Alıştırma yönergesi: Lütfen aşağıdaki listede "instance" sözcüğünü içeren her satırı çıkarın.

::::::::

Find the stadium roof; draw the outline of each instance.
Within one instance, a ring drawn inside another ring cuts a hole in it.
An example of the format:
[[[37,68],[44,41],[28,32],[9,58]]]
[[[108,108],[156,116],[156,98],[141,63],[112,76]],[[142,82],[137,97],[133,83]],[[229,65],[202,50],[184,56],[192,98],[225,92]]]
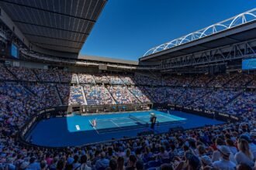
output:
[[[78,59],[90,60],[90,61],[99,61],[104,63],[112,63],[116,64],[127,64],[127,65],[138,65],[138,61],[127,60],[120,60],[120,59],[114,59],[109,57],[102,57],[102,56],[86,56],[86,55],[79,55]]]
[[[256,8],[151,48],[140,58],[159,60],[256,38]]]
[[[107,0],[0,0],[29,41],[78,53]]]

::::::::

Alıştırma yanıtı:
Find the stadium roof; draw the outline of each instance.
Within one instance, a ring drawn inside another ring cuts a hole in it.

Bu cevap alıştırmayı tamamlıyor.